Copy the entries from the line with "Each instance of the lake" up to and including the end of the entries, switching every "outline" to "polygon" and changing nothing else. Leave the pictures out of your answer.

····················

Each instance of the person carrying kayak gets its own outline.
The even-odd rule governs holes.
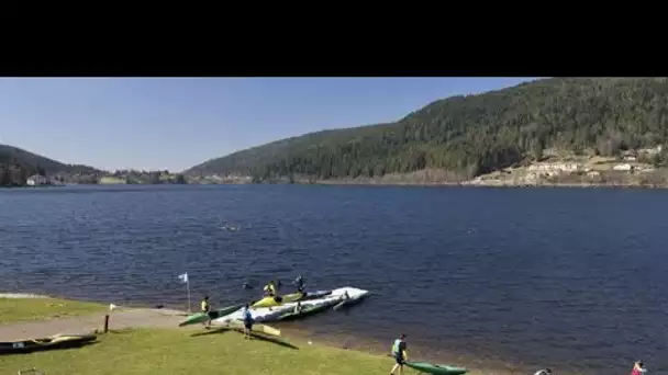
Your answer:
[[[250,309],[248,308],[248,304],[244,306],[244,339],[252,340],[250,331],[253,330],[253,315],[250,315]]]
[[[394,375],[397,368],[399,368],[399,374],[403,374],[403,364],[408,360],[405,349],[405,334],[401,333],[401,336],[399,336],[399,339],[394,340],[394,344],[392,345],[392,356],[394,357],[394,361],[397,363],[392,367],[392,372],[390,372],[390,375]]]
[[[299,275],[294,279],[294,286],[297,286],[297,292],[304,293],[304,276]]]
[[[201,311],[209,316],[209,320],[204,321],[204,327],[207,329],[211,328],[211,316],[209,312],[211,311],[211,306],[209,305],[209,296],[204,296],[201,303]]]
[[[633,364],[633,370],[631,371],[631,375],[642,375],[646,372],[647,368],[645,368],[643,361],[635,361],[635,363]]]
[[[269,284],[265,285],[265,295],[274,297],[276,295],[276,284],[274,280],[269,282]]]

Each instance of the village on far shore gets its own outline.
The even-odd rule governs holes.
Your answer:
[[[46,173],[45,173],[46,174]],[[64,186],[78,184],[185,184],[186,178],[169,171],[122,170],[109,173],[66,173],[53,175],[33,174],[25,180],[27,186]]]

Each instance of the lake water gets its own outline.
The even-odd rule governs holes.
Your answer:
[[[424,359],[469,367],[628,373],[641,359],[660,373],[667,237],[661,190],[0,190],[0,291],[185,308],[177,275],[188,272],[197,308],[203,294],[248,300],[266,281],[304,272],[308,289],[374,293],[298,322],[321,334],[389,350],[405,332]]]

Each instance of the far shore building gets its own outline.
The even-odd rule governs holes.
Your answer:
[[[38,186],[48,184],[48,179],[41,174],[33,174],[25,182],[29,186]]]

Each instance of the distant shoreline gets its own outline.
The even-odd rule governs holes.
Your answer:
[[[521,184],[521,183],[485,183],[485,182],[410,182],[410,181],[360,181],[360,180],[318,180],[294,181],[293,183],[286,181],[272,182],[220,182],[220,183],[189,183],[189,185],[352,185],[352,186],[431,186],[431,188],[482,188],[482,189],[668,189],[667,185],[657,184],[628,184],[628,183],[598,183],[598,182],[544,182],[538,184]]]

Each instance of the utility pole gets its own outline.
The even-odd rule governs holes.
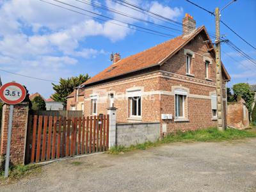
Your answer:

····················

**Solution to the problem**:
Each instance of the lake water gets its own polygon.
The even-odd rule governs holes.
Your answer:
[[[424,359],[469,367],[628,373],[641,359],[660,373],[667,237],[661,190],[0,190],[0,291],[185,308],[177,275],[188,272],[197,308],[203,294],[248,300],[266,281],[304,272],[308,289],[374,293],[298,322],[321,334],[389,350],[405,332]]]

Each instance of the far shore building gets its own polygon.
The even-odd rule governs holes.
Your answer:
[[[38,186],[48,184],[48,179],[41,174],[33,174],[25,182],[29,186]]]

Each instance of the distant shoreline gets its own polygon.
The even-odd rule governs holes.
Your answer:
[[[521,184],[521,183],[485,183],[485,182],[410,182],[410,181],[360,181],[360,180],[318,180],[294,181],[293,183],[286,181],[272,182],[220,182],[220,183],[189,183],[189,185],[352,185],[352,186],[431,186],[431,188],[482,188],[482,189],[668,189],[667,185],[657,184],[628,184],[628,183],[598,183],[598,182],[544,182],[538,184]]]

Each instance of the utility pole gets its own polygon.
The even-odd rule governs holes.
Your answer:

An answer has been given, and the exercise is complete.